- Directions for this task -
Rewrite all of the entries below, requests included, and raise every vertex coordinate in the answer outlines by 131. Leave any numbers in the requests and format descriptions unchanged, and omit the pictures.

- Given data -
-=-=-=-=-

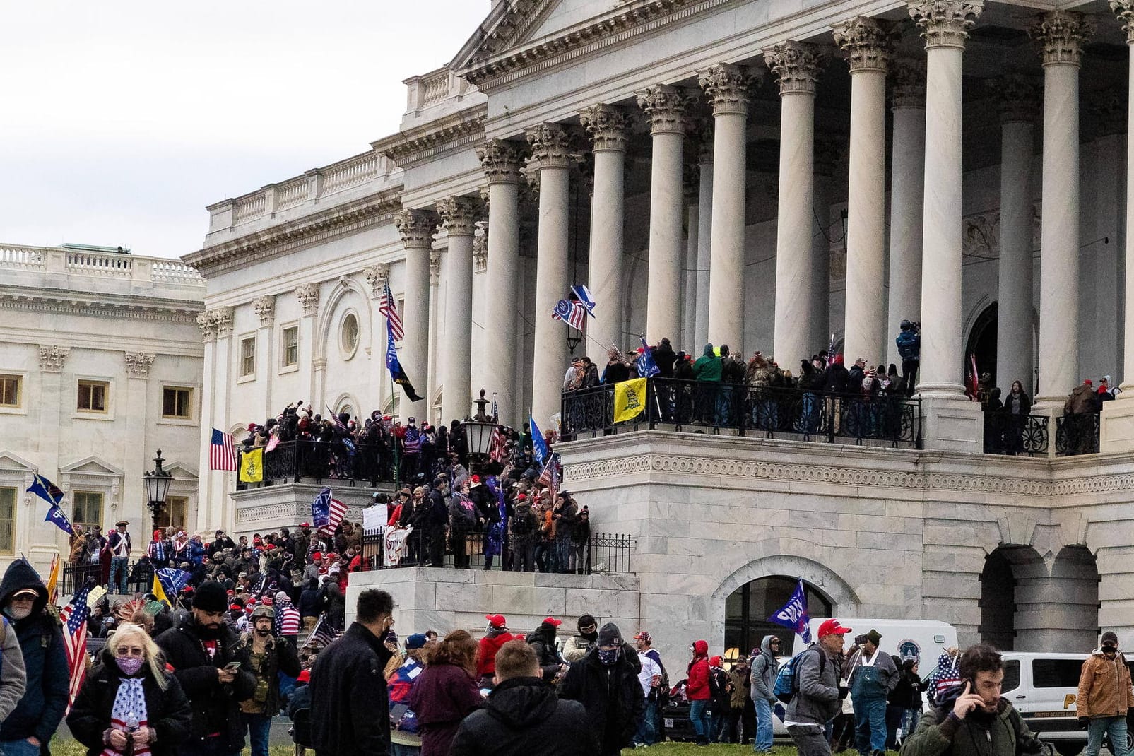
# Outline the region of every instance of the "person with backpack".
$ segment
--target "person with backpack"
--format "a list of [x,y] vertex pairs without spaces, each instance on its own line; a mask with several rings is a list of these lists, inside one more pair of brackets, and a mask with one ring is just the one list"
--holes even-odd
[[839,702],[847,695],[847,689],[839,686],[839,656],[843,636],[849,631],[836,619],[823,621],[819,626],[819,643],[811,644],[789,662],[793,693],[784,724],[798,756],[831,754],[826,728],[839,713]]
[[772,693],[779,673],[779,636],[765,635],[760,644],[760,653],[752,657],[752,703],[756,707],[756,740],[752,749],[758,754],[772,750],[772,706],[777,698]]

-=-=-=-=-

- Task solution -
# Outline the region of every instance of the "person with backpack".
$ segment
--target "person with backpack"
--format "a list of [x,y] vertex pairs without spaces, each instance on its own line; a mask with several rings is a list of these lists, inside one more pair of brackets, and a mask with one ring is just the one list"
--holes even-odd
[[970,833],[978,826],[978,820],[970,817],[970,787],[974,767],[980,762],[967,750],[954,752],[950,757],[950,774],[942,775],[920,793],[924,824],[915,855],[929,887],[962,885],[957,859],[970,844]]
[[903,824],[910,804],[910,767],[896,766],[891,775],[891,784],[883,788],[883,834],[887,838],[887,871],[883,880],[889,885],[903,881],[903,837],[908,829]]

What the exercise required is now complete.